GIVEN PASSAGE:
▬▬▬▬▬▬▬▬▬▬
Books 2013 – News from Heaven

It has taken me so long to pull my thoughts together about this wonderful collection of short stories by Jennifer Haigh. News from Heaven is basically about a collection of characters from Bakerton, Pennsylvania. The town, itself, feels like the main character of the book, as the stories take us from its heyday as a coal mining capital to well beyond its demise and depression.


Many of the characters in the book are interconnected, and there is some overlapping of story lines, but overall, I found it a little difficult to keep those connections in order.

The first story, “Beast and Bird” takes place during the early days of World War II and focuses on young Annie Lubicki, the eldest daughter of a Polish-born coal miner. In order to earn extra money for her parents and their large brood, Annie travels from Bakerton to work as a maid in an Orthodox Jewish home in New York City. Haigh does a wonderful job here of making the reader feel awkward for Annie in this place where she so clearly doesn’t belong. As time goes on, she makes connections with other characters, but these relationships are doomed, and in the end she returns to Bakerton.
▬▬▬▬▬▬▬▬▬▬
SOURCE MATERIAL:
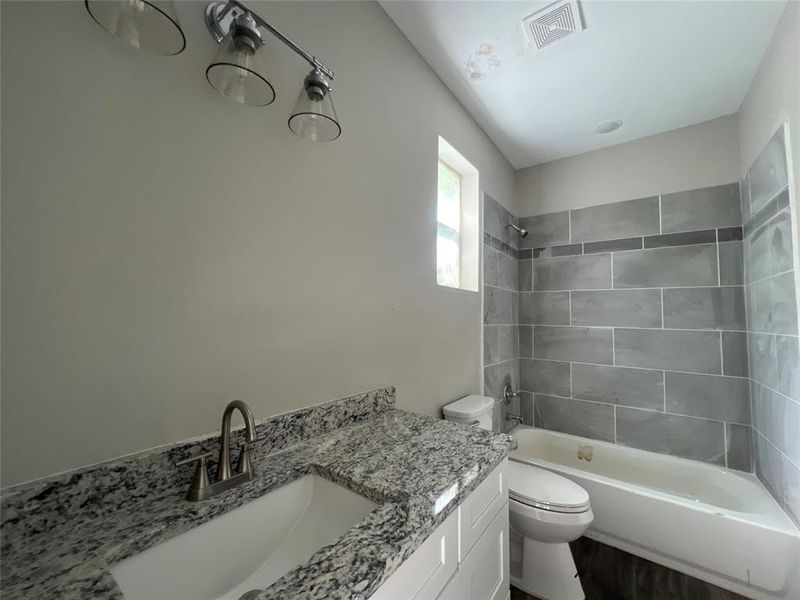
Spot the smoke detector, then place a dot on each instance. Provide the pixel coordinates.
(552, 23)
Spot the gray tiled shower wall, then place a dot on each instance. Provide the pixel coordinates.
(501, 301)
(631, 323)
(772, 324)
▬▬▬▬▬▬▬▬▬▬
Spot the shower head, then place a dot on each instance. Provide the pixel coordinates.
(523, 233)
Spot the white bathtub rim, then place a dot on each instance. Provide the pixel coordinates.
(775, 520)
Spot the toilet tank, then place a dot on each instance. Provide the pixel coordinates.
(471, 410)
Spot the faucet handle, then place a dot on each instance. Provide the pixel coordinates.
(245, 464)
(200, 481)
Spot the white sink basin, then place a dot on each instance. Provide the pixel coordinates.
▬▬▬▬▬▬▬▬▬▬
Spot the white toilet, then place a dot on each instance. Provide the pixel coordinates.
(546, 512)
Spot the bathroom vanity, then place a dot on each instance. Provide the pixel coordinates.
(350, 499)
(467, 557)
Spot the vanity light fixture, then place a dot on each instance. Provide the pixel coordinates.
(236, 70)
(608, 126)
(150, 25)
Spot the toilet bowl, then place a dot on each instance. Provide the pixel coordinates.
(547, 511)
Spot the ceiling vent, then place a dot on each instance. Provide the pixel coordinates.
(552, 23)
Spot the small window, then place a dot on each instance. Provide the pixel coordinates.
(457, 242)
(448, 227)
▬▬▬▬▬▬▬▬▬▬
BRIEF 1: List every geographic place named in the book review.
BRIEF 2:
Does each statement agree with the book review? Answer yes or no, and quote the words from the review that decide it.
(a) The reviewer found the connections between the characters easy to follow.
(b) "Beast and Bird" is set in the early days of World War II.
(c) At the end of the story, Annie stays in New York City.
The rows play no part in what comes next.

ANSWER BOX 1:
Bakerton
Pennsylvania
New York City

ANSWER BOX 2:
(a) No: "I found it a little difficult to keep those connections in order."
(b) Yes: "takes place during the early days of World War II"
(c) No: "in the end she returns to Bakerton."